◆ **Short exercise**: How many lines in the rows below contain the string "shower", counting only case-sensitive matches? Reply with the number alone.
-- Start Given data --
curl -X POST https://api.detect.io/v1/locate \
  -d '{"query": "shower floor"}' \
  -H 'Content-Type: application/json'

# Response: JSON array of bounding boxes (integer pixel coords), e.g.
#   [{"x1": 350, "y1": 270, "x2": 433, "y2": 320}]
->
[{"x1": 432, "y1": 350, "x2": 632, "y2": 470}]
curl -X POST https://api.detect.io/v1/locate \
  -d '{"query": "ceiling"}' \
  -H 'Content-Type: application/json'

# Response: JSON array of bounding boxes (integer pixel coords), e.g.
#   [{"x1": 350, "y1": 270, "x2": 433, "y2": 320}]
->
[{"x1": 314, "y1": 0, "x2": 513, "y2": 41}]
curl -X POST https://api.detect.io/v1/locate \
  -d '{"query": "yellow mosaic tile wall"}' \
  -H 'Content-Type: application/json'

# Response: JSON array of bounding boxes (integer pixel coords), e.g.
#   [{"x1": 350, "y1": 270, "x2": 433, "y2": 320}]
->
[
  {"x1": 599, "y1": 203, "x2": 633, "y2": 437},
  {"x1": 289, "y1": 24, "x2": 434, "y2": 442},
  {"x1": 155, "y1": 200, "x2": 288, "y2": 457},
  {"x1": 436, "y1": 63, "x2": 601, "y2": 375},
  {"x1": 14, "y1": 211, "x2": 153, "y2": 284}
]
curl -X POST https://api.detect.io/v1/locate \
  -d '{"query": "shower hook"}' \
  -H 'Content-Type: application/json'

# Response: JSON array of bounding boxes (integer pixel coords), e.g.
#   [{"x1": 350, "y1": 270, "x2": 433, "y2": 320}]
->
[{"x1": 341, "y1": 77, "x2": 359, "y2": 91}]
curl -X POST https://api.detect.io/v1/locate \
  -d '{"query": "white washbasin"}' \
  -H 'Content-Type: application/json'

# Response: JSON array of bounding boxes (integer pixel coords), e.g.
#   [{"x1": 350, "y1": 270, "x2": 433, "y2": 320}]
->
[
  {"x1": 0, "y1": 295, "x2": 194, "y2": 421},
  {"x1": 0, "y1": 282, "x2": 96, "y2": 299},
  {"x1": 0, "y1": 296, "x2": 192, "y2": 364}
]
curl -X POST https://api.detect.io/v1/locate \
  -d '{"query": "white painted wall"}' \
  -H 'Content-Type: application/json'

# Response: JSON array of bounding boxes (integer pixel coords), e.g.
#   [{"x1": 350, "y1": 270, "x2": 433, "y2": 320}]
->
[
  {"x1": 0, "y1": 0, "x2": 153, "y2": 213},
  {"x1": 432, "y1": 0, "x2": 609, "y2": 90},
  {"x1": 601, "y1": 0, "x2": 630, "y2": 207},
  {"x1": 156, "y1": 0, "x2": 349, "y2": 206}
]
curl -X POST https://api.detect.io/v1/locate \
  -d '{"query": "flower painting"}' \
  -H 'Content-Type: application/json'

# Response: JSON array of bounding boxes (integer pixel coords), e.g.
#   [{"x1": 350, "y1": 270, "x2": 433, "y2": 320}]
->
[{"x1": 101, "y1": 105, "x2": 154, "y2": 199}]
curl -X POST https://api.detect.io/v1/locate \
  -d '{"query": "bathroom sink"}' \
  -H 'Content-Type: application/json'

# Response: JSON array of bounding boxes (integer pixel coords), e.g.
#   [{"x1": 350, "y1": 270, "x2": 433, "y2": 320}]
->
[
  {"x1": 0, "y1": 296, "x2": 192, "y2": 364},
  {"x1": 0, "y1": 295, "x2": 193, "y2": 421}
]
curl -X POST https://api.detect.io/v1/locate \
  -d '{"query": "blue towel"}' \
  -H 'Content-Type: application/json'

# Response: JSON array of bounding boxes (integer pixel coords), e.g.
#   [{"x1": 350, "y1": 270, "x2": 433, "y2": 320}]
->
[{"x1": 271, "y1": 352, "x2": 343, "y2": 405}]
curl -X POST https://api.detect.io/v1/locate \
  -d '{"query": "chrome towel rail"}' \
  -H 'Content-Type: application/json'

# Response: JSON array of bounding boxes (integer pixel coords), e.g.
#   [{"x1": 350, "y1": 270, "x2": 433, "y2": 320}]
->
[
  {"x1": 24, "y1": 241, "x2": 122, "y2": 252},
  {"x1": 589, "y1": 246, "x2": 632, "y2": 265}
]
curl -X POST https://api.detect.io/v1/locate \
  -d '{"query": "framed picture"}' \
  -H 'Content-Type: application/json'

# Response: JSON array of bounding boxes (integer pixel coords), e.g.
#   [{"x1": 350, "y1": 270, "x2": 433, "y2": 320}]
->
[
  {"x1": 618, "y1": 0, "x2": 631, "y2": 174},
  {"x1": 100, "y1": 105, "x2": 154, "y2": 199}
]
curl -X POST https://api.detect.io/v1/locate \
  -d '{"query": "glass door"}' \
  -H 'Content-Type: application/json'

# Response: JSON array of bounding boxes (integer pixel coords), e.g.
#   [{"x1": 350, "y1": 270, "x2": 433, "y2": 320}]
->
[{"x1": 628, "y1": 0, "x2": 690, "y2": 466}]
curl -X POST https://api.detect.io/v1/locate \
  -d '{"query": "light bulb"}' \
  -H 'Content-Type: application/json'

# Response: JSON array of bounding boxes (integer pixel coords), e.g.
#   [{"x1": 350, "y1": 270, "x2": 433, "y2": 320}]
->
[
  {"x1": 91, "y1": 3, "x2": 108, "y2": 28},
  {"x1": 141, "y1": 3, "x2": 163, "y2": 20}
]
-- End Given data --
◆ **The completed task**: 2